● **Fragmento citado**
..............................

La arqueología ha sido fundamental para demostrar que la Amazonia fue un importante centro de producción agrícola, donde se cultivaron por primera vez plantas como el cacao y la mandioca. Las tierras negras —o de maloca—, que empezaron a producirse hace 5.500 años en la región hoy llamada Rondonia y se extendieron por toda la cuenca amazónica hace 2.500 años, son la prueba, junto a estructuras como terraplenes, caminos y montículos descubiertos por los arqueólogos en los últimos años, de que allí vivían poblaciones sedentarias que formaban comunidades parecidas a las ciudades. Estos pueblos dejaron tras de sí sus huellas y cambiaron el paisaje. Hoy, la mejor ciencia coincide en que parte de la selva fue plantada por los ancestros de los indígenas actuales.

..............................

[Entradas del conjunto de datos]
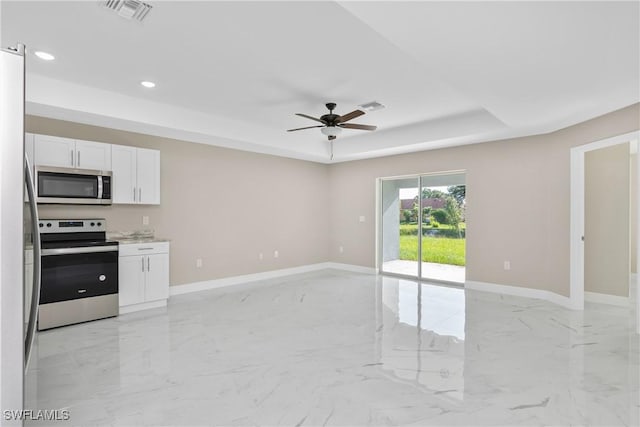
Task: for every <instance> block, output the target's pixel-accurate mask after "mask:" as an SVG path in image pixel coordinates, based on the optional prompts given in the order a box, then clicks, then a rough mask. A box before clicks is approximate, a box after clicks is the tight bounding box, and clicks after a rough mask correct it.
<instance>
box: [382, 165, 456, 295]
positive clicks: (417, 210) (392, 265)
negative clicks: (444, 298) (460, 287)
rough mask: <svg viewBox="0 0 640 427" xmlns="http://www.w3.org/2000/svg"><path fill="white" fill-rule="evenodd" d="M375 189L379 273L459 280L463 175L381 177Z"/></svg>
mask: <svg viewBox="0 0 640 427" xmlns="http://www.w3.org/2000/svg"><path fill="white" fill-rule="evenodd" d="M379 187H380V194H379V201H380V203H379V216H378V218H379V219H380V220H379V229H378V248H379V250H378V270H379V272H380V273H384V274H390V275H395V276H401V277H410V278H417V279H421V280H430V281H436V282H446V283H454V284H463V283H464V281H465V257H466V250H465V249H466V244H465V243H466V219H465V211H466V184H465V173H464V172H463V171H454V172H443V173H437V174H422V175H412V176H404V177H395V178H381V179H380V186H379Z"/></svg>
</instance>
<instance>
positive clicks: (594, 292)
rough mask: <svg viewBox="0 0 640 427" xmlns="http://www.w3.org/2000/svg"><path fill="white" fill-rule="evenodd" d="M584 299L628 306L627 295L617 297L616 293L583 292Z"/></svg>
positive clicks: (587, 300) (617, 305)
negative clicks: (625, 296)
mask: <svg viewBox="0 0 640 427" xmlns="http://www.w3.org/2000/svg"><path fill="white" fill-rule="evenodd" d="M584 300H585V301H588V302H596V303H599V304H609V305H617V306H618V307H629V304H630V300H629V297H619V296H617V295H607V294H601V293H598V292H587V291H585V292H584Z"/></svg>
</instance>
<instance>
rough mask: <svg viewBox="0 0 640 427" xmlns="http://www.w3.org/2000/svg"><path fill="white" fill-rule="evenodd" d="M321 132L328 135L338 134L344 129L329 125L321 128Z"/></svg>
mask: <svg viewBox="0 0 640 427" xmlns="http://www.w3.org/2000/svg"><path fill="white" fill-rule="evenodd" d="M320 132H322V133H323V134H324V135H327V136H338V135H340V132H342V129H341V128H339V127H337V126H327V127H324V128H322V129H320Z"/></svg>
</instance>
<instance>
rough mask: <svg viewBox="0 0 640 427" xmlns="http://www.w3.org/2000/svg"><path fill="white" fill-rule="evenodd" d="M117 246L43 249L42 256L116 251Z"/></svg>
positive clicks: (115, 251) (102, 246)
mask: <svg viewBox="0 0 640 427" xmlns="http://www.w3.org/2000/svg"><path fill="white" fill-rule="evenodd" d="M117 251H118V246H89V247H86V246H83V247H81V248H56V249H43V250H42V254H41V255H42V256H49V255H70V254H87V253H94V252H117Z"/></svg>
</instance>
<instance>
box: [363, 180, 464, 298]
mask: <svg viewBox="0 0 640 427" xmlns="http://www.w3.org/2000/svg"><path fill="white" fill-rule="evenodd" d="M444 175H464V182H465V184H464V185H465V186H467V170H466V169H454V170H448V171H439V172H426V173H417V174H408V175H397V176H385V177H379V178H376V197H375V199H376V200H375V203H376V218H375V228H376V239H375V266H376V272H377V273H378V274H385V275H389V276H393V277H399V278H403V279H411V280H418V281H425V280H428V281H430V282H436V283H442V284H445V285H453V286H464V283H458V282H449V281H442V280H437V279H429V278H425V277H422V235H421V234H422V209H418V261H417V263H418V273H417V276H411V275H405V274H399V273H390V272H385V271H382V265H383V261H382V250H383V241H382V235H383V230H382V228H383V226H384V224H383V221H382V209H383V206H382V202H383V197H382V182H383V181H392V180H400V179H417V181H418V200H420V199H421V197H420V196H421V194H422V179H423V178H425V177H429V176H444ZM465 239H466V236H465ZM464 256H465V260H466V257H467V253H466V250H465V254H464ZM465 264H466V262H465ZM465 268H466V265H465Z"/></svg>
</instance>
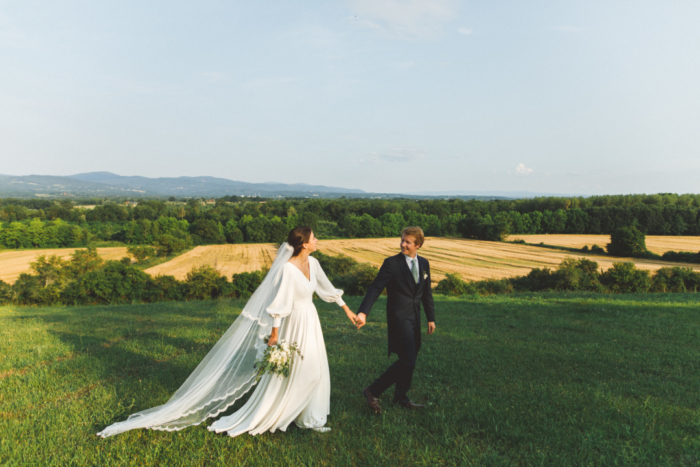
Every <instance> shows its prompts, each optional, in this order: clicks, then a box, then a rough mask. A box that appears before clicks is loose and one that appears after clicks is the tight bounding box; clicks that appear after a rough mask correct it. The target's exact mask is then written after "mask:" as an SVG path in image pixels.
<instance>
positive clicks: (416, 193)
mask: <svg viewBox="0 0 700 467" xmlns="http://www.w3.org/2000/svg"><path fill="white" fill-rule="evenodd" d="M408 194H409V195H418V196H451V197H465V196H466V197H472V196H476V197H487V198H493V197H496V198H535V197H538V196H561V197H570V196H589V195H582V194H580V193H579V194H573V193H536V192H533V191H460V190H453V191H417V192H414V193H408Z"/></svg>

..............................

● **Qué se pide**
¿Puedes reproducir palabra por palabra el fragmento citado sobre la arqueología en la Amazonia, completo y sin cambios?

● **Respuesta escrita**
La arqueología ha sido fundamental para demostrar que la Amazonia fue un importante centro de producción agrícola, donde se cultivaron por primera vez plantas como el cacao y la mandioca. Las tierras negras —o de maloca—, que empezaron a producirse hace 5.500 años en la región hoy llamada Rondonia y se extendieron por toda la cuenca amazónica hace 2.500 años, son la prueba, junto a estructuras como terraplenes, caminos y montículos descubiertos por los arqueólogos en los últimos años, de que allí vivían poblaciones sedentarias que formaban comunidades parecidas a las ciudades. Estos pueblos dejaron tras de sí sus huellas y cambiaron el paisaje. Hoy, la mejor ciencia coincide en que parte de la selva fue plantada por los ancestros de los indígenas actuales.